• [TASK DESCRIPTION] Reproduce the material word for word; the images stay out.

• [PROVIDED INFORMATION]
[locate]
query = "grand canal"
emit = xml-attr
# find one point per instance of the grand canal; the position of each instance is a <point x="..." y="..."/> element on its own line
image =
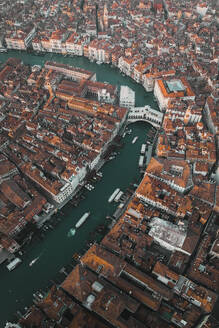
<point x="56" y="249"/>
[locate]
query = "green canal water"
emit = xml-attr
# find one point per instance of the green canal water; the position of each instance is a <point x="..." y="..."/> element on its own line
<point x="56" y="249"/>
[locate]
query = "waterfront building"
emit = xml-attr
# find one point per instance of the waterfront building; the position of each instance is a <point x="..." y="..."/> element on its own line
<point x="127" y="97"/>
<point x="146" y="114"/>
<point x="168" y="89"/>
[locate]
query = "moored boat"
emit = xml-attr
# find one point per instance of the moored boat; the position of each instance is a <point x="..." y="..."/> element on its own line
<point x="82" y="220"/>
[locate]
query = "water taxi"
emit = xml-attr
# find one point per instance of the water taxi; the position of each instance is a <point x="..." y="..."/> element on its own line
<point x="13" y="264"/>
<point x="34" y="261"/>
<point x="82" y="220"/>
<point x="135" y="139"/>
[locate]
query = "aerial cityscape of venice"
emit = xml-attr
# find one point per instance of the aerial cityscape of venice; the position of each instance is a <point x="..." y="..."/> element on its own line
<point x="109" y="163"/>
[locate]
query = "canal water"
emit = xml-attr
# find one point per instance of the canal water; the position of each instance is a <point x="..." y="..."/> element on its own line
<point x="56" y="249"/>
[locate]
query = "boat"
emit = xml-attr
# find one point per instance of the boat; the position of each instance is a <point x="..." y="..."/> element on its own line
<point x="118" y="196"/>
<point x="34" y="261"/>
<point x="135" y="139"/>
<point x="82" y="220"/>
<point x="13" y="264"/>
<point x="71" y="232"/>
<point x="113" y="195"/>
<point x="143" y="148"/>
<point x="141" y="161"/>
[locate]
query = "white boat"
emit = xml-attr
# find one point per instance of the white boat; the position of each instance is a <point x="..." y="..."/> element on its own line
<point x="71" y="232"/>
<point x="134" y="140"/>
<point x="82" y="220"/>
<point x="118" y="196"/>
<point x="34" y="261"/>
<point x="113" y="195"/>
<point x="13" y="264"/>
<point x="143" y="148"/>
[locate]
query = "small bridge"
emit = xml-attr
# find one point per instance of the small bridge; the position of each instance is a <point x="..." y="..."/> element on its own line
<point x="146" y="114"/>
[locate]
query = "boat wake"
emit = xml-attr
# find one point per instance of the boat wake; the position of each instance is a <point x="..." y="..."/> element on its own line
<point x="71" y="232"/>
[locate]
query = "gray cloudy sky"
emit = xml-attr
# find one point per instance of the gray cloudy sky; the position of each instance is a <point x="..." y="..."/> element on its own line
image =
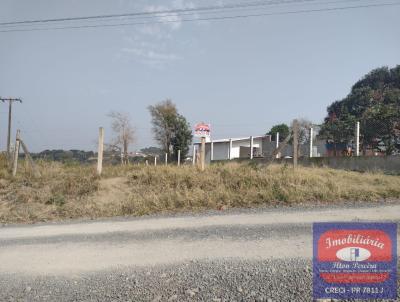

• [SOLUTION TO THE PROBLEM]
[locate]
query = "grand canal"
emit = xml-attr
# find one point per instance of the grand canal; the position of each instance is a <point x="..." y="..."/> element on its own line
image =
<point x="56" y="249"/>
[locate]
query = "green canal water"
emit = xml-attr
# find one point per instance of the green canal water; the position of each instance is a <point x="..." y="..."/> element on its own line
<point x="56" y="249"/>
[locate]
query = "waterfront building"
emit = xml-attr
# find one point per instance of the waterfront building; the position of each instance is a <point x="..." y="..."/> element on its own line
<point x="127" y="97"/>
<point x="146" y="114"/>
<point x="168" y="89"/>
[locate]
query = "moored boat"
emit = xml-attr
# find one point per instance of the moored boat; the position of each instance is a <point x="..." y="..."/> element on its own line
<point x="82" y="220"/>
[locate]
query = "water taxi"
emit = xml-attr
# find one point per instance of the water taxi; the position of each instance is a <point x="..." y="..."/> element on its own line
<point x="13" y="264"/>
<point x="34" y="261"/>
<point x="82" y="220"/>
<point x="135" y="139"/>
[locate]
query = "aerial cityscape of venice"
emit = xml-attr
# find one point per instance of the aerial cityscape of venice; the position of each instance is a <point x="..." y="..."/> element on its own line
<point x="109" y="163"/>
[locate]
query = "canal water"
emit = xml-attr
# find one point per instance of the canal water; the position of each instance is a <point x="..." y="..."/> element on its own line
<point x="56" y="249"/>
[locate]
query = "boat"
emit = xml-attr
# find one point per instance of the boat; the position of each instance is a <point x="..." y="..."/> element on its own line
<point x="118" y="196"/>
<point x="34" y="261"/>
<point x="135" y="139"/>
<point x="82" y="220"/>
<point x="13" y="264"/>
<point x="71" y="232"/>
<point x="113" y="195"/>
<point x="143" y="148"/>
<point x="141" y="161"/>
[locate]
query = "white boat"
emit = xml-attr
# find one point per instance of the white boat; the position of each instance is a <point x="..." y="..."/> element on its own line
<point x="71" y="232"/>
<point x="134" y="140"/>
<point x="82" y="220"/>
<point x="118" y="196"/>
<point x="34" y="261"/>
<point x="113" y="195"/>
<point x="13" y="264"/>
<point x="143" y="148"/>
[locate]
query = "small bridge"
emit = xml-attr
# find one point per instance of the small bridge; the position of each instance is a <point x="..." y="..."/> element on its own line
<point x="146" y="114"/>
[locate]
query = "boat wake"
emit = xml-attr
# find one point per instance of the boat wake; the position of each instance is a <point x="..." y="..."/> element on its own line
<point x="71" y="232"/>
[locate]
query = "gray cloudy sky"
emit = xml-attr
# find one point per instance of the gray cloudy sky; the position of each instance is a <point x="..." y="..."/> element on its own line
image =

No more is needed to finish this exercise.